# Page extract
The success of the Company is currently largely dependent on the performance of its officers and key senior management. The loss of the services of these persons will have a materially adverse effect on the Company’s business and prospects. There is no assurance the Company can maintain the services of its officers and key senior management or other qualified personnel required to operate its business. Failure to do so could have a material adverse affect on the Company. The Company has not purchased any “key-man” insurance with respect to any of its directors or officers to the date hereof. The loss of any key officer or employee of the Company could have an adverse impact on the Company, its business and its financial position.

ITEM 4  INFORMATION ON THE COMPANY 

HISTORY AND DEVELOPMENT OF THE COMPANY

The Company and Operations

Chai-Na-Ta Corp. (“Chai-Na-Ta” and the “Registrant” or the “Company”) was incorporated on August 12, 1981, under the Canada Business Corporations Act. The Company originally was named Chai-Na-Ta Ginseng Products Limited. During 1994, the name was changed to Chai-Na-Ta Corp. Chai-Na-Ta, together with its subsidiaries, is engaged in the growing, processing and marketing of North American ginseng. Ginseng, a woodland plant with species native to both China and North America, is prized for its root which has been the most valuable herb in Oriental medicine for over 2,000 years. The vast proportion of North American ginseng is farm grown.

# Provided information
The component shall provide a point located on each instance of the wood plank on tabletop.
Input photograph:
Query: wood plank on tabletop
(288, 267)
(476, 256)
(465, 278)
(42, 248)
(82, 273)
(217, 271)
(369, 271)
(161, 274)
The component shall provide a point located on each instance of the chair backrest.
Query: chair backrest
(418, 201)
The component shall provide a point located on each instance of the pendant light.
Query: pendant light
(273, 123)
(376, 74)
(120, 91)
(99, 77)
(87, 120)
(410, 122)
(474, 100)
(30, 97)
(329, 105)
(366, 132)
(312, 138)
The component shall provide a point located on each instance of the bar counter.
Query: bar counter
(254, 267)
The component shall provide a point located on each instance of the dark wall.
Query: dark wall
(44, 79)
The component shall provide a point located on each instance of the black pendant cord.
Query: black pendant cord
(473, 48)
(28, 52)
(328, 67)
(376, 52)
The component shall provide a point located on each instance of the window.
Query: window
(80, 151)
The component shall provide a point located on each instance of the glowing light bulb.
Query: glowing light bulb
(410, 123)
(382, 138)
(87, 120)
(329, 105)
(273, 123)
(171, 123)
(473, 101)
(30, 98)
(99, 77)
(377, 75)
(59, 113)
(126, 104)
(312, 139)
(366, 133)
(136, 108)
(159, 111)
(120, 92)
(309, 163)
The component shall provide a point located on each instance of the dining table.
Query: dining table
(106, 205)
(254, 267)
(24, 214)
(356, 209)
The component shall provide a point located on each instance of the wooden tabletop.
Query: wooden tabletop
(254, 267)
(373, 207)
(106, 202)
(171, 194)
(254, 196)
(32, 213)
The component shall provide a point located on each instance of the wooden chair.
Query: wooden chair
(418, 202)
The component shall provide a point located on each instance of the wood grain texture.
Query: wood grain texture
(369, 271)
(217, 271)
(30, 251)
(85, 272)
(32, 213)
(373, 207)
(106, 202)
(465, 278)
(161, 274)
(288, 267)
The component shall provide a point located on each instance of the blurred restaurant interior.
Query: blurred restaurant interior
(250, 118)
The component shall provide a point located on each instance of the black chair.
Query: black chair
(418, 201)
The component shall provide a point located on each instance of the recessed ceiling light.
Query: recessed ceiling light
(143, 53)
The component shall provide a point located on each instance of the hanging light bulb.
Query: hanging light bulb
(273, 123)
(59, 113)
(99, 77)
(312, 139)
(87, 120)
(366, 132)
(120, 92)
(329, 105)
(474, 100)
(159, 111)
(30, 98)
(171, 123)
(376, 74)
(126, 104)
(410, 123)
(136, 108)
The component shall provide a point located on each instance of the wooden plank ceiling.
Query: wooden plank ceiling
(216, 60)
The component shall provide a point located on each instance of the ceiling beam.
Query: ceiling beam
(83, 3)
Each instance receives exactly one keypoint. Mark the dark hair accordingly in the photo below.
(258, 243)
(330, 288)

# Using the information
**1.** In the passage on Chai-Na-Ta's history, rewrite the part from "HISTORY AND DEVELOPMENT" up to and including "is farm grown.", replacing "woodland" with "forest".
**2.** Pick up the Chai-Na-Ta company description after its final sentence and continue it.

# Answers to the exercises
**1.**
HISTORY AND DEVELOPMENT OF THE COMPANY

The Company and Operations

Chai-Na-Ta Corp. (“Chai-Na-Ta” and the “Registrant” or the “Company”) was incorporated on August 12, 1981, under the Canada Business Corporations Act. The Company originally was named Chai-Na-Ta Ginseng Products Limited. During 1994, the name was changed to Chai-Na-Ta Corp. Chai-Na-Ta, together with its subsidiaries, is engaged in the growing, processing and marketing of North American ginseng. Ginseng, a forest plant with species native to both China and North America, is prized for its root which has been the most valuable herb in Oriental medicine for over 2,000 years. The vast proportion of North American ginseng is farm grown.

**2.**
The corporate head office is located at: Unit 100 - 12051 Horseshoe Way, Richmond, British Columbia, V7A 4V4, the current contact person is Wilman Wong, C.E.O.; and the telephone number is (604) 272-4118. The head office operations include corporate administration, corporate finance, human resources, sales and marketing, and investor relations. The Company maintains farms in the vicinity of its farm office in Otterville Ontario.

The Company listed its common stock on the Toronto Stock Exchange ("TSX") in October 1989; the stock symbol was CC. On April 28, 2006, the Company shares were delisted by the Toronto Stock Exchange as the Company had not met the continued listing requirements of the Exchange. The Company listed its common stock on the North American Stock Dealers Automatic Quotation (“NASDAQ”) Stock Market in October 1992. The Company’s stock was delisted from NASDAQ in April 1999 for not meeting the listing requirements. The Company commenced trading on the NASDAQ’s OTC Bulletin Board in April 1999. The stock symbol is CCCFF.

9




The Company’s wholly-owned subsidiary, Chai-Na-Ta Farms Ltd. (“CNT Farms”) is headquartered in Richmond, British Columbia and carries out the planting, growing and harvesting of the Company’s ginseng crops. CNT Farms also handles the storage of the Company’s root inventory and manages the distribution of inventory directly to local customers or to customers in the Far East through its wholly-owned subsidiary, CNT Trading (Hong Kong) Limited (“CNT HK”). CNT Farms also carries out crop research through its agricultural staff.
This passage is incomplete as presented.